* _TEXTAUSZUG_:
──────────
„Befreites Aufspielen ist das nicht“
Interview Katrin Albsteiger ist seit 1. Mai Oberbürgermeisterin der Stadt Neu-Ulm, nächste Woche wird sie vereidigt.
Vorab spricht sie über ihren Start ins Amt, ihre Ziele und die Folgen der Corona-Krise – aber auch über Fußball
Frau Albsteiger, wie waren Ihre ersten Tage als Neu-Ulmer Oberbürgermeisterin?
Albsteiger: Ich fühle mich wohl. Die Technik hat schnell funktioniert, ich bin die ersten Aufgaben angegangen, und als die ersten Arbeitsmappen dieses Büro bearbeitet verlassen haben, war ich angekommen. Das gibt einem eine gewisse Sicherheit, dass man etwas getan und nicht nur sich selber organisiert hat. Insofern bin ich schon zufrieden. Ich habe auch schon den einen oder anderen Kontakt mit den Mitarbeitern hier im Rathaus gehabt. Gut, dass es losgegangen ist.
──────────
* _BEREITGESTELLTES MATERIAL_:
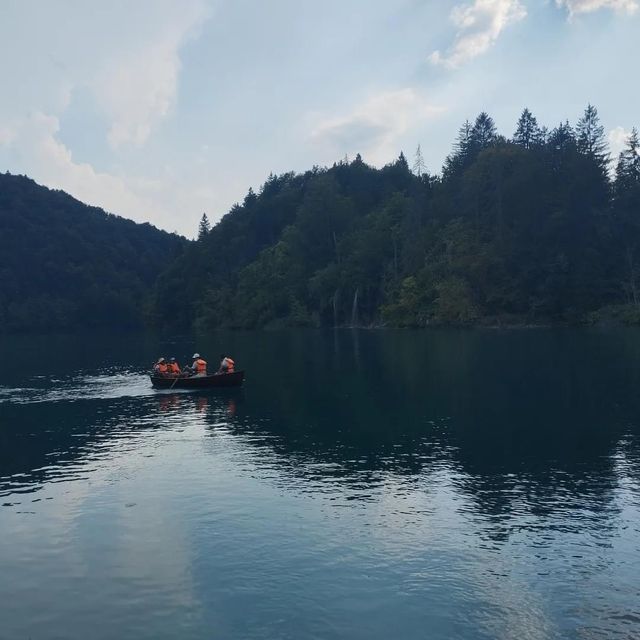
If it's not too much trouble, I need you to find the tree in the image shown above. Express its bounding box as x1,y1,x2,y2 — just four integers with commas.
198,213,211,240
576,104,609,169
413,145,427,178
616,127,640,193
513,108,542,149
470,111,497,152
443,120,471,178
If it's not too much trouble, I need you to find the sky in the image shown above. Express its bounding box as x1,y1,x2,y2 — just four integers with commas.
0,0,640,237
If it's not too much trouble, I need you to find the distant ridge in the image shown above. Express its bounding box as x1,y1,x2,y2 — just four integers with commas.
0,173,188,333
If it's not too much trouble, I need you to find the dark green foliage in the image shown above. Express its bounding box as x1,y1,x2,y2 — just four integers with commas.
198,213,211,240
151,107,640,329
6,106,640,330
513,109,544,149
0,174,186,333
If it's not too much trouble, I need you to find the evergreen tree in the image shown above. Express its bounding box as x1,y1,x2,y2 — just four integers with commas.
576,104,609,169
513,108,543,149
442,120,471,178
198,213,211,240
547,120,576,154
471,111,497,152
413,145,427,178
616,127,640,192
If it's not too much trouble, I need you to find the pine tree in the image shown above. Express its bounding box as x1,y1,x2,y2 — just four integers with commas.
547,121,576,153
198,213,211,240
576,104,609,169
443,120,471,177
413,145,427,178
470,111,497,151
513,108,543,149
616,127,640,193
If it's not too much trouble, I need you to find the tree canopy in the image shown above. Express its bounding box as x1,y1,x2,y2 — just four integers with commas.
149,105,640,329
0,174,186,333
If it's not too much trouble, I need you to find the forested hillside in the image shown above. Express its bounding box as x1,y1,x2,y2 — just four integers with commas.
0,174,187,333
154,106,640,329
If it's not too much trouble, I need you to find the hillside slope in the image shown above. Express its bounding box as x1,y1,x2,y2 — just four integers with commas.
0,173,187,333
155,106,640,330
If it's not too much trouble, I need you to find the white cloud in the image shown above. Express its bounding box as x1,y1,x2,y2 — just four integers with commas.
556,0,640,17
92,2,208,149
0,112,215,236
607,127,631,164
429,0,527,69
310,88,444,164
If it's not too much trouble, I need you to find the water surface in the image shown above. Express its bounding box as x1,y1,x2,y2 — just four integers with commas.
0,330,640,640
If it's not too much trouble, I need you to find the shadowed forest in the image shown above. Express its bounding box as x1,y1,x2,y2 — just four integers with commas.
0,105,640,331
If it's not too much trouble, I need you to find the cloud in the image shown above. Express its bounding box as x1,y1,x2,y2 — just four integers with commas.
92,2,208,148
429,0,527,69
607,127,631,160
556,0,640,17
310,88,444,164
0,112,214,236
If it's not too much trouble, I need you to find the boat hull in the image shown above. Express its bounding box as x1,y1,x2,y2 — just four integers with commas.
149,371,244,389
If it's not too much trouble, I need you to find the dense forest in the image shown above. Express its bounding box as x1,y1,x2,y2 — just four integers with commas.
0,173,187,333
150,105,640,330
0,106,640,332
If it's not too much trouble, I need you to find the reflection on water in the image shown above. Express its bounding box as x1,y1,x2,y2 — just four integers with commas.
0,331,640,638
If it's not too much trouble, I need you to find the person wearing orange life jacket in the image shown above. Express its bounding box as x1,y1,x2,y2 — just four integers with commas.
218,355,236,373
167,358,181,376
153,358,169,376
191,353,207,376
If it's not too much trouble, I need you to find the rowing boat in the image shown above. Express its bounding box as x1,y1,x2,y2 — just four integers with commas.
149,371,244,389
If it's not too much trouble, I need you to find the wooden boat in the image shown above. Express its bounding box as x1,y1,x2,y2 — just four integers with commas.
149,371,244,389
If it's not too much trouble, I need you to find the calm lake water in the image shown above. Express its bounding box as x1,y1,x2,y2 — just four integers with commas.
0,330,640,640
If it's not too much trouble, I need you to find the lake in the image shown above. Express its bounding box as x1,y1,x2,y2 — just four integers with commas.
0,329,640,640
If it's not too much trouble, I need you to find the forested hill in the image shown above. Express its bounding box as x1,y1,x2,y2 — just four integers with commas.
0,173,187,333
154,106,640,329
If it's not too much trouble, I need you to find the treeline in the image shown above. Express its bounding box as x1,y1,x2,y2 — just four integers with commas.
0,173,187,333
152,106,640,329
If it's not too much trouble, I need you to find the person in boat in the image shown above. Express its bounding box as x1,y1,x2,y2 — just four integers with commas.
167,358,182,376
153,358,169,376
217,355,236,373
189,353,207,376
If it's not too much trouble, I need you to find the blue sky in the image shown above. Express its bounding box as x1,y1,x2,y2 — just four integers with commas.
0,0,640,237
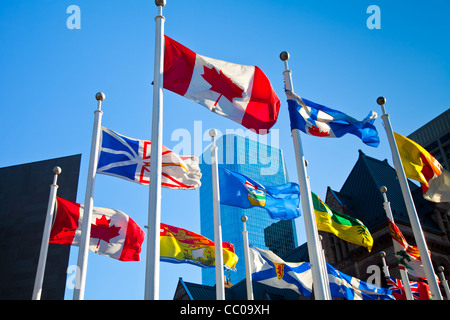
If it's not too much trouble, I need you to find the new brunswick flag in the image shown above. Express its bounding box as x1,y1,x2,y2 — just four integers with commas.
311,192,373,252
160,223,238,271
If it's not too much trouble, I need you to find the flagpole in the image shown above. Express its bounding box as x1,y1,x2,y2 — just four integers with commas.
144,0,166,300
209,129,225,300
380,251,391,278
280,51,331,300
32,167,61,300
438,266,450,300
377,97,442,300
380,186,414,300
241,215,253,300
73,92,105,300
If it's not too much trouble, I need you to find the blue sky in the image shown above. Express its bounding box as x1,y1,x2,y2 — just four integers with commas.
0,0,450,299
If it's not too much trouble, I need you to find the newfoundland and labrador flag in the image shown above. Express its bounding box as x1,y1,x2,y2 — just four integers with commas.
286,90,380,147
49,197,145,261
97,127,202,190
160,223,238,271
163,36,280,134
219,167,300,220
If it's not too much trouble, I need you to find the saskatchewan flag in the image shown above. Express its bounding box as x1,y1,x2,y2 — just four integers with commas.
311,192,373,252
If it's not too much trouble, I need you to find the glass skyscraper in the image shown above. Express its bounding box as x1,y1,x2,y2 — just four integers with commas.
200,134,297,285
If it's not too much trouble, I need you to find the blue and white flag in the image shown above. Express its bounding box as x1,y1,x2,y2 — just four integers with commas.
219,167,300,220
286,90,380,147
249,245,312,297
327,263,395,300
97,127,202,190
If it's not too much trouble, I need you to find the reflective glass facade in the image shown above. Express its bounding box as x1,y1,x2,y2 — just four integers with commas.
200,134,297,285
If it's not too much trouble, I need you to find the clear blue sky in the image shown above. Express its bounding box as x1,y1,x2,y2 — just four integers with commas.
0,0,450,299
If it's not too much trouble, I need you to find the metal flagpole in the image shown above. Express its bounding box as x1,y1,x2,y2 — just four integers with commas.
144,0,166,300
380,186,414,300
73,92,105,300
438,266,450,300
32,167,61,300
241,216,253,300
280,51,331,300
380,251,391,278
209,129,225,300
377,97,442,300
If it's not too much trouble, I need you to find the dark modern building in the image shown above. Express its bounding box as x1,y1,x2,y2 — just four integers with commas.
0,155,81,300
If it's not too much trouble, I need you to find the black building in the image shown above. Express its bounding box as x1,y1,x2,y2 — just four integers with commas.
0,155,81,300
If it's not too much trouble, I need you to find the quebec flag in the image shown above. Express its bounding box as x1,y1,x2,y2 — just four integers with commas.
286,90,380,147
97,127,202,190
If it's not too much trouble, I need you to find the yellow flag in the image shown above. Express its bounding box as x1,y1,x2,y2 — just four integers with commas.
394,132,442,186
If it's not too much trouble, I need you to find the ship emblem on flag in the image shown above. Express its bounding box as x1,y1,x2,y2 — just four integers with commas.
97,127,202,189
245,181,266,207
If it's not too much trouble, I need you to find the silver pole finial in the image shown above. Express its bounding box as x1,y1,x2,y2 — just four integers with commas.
95,92,105,101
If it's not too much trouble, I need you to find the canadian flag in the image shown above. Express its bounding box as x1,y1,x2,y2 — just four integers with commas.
163,36,280,134
49,197,145,261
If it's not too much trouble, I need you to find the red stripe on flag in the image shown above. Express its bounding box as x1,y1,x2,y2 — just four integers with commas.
163,36,196,96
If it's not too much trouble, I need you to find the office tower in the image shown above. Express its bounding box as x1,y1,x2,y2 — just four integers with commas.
200,134,297,285
0,155,81,300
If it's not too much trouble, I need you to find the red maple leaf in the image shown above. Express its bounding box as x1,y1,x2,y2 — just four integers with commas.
308,126,330,137
202,66,244,106
91,215,120,249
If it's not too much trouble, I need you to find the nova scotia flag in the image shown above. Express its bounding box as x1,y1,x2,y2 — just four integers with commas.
97,127,202,189
286,91,380,147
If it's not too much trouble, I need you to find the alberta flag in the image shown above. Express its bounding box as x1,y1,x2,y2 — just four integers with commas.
219,167,300,220
327,263,395,300
97,127,202,189
286,90,380,147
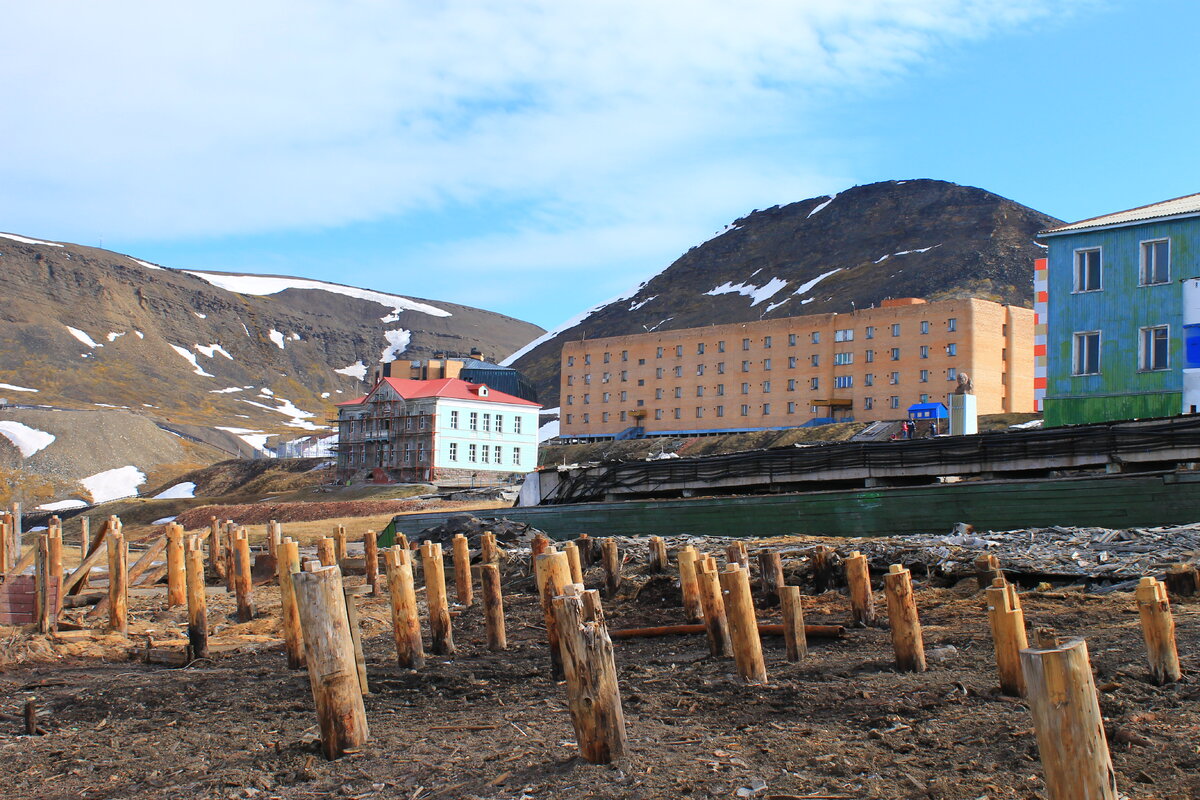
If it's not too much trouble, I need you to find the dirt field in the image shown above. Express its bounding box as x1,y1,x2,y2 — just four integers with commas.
0,551,1200,800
──────────
* _SCHRIFTLICHE AUFGABE_: Geben Sie aus dem Interview mit der Neu-Ulmer Oberbürgermeisterin den Abschnitt von „Vorab spricht sie“ bis „als Neu-Ulmer Oberbürgermeisterin?“ wörtlich wieder.

* _LÖSUNG DER AUFGABE_:
Vorab spricht sie über ihren Start ins Amt, ihre Ziele und die Folgen der Corona-Krise – aber auch über Fußball
Frau Albsteiger, wie waren Ihre ersten Tage als Neu-Ulmer Oberbürgermeisterin?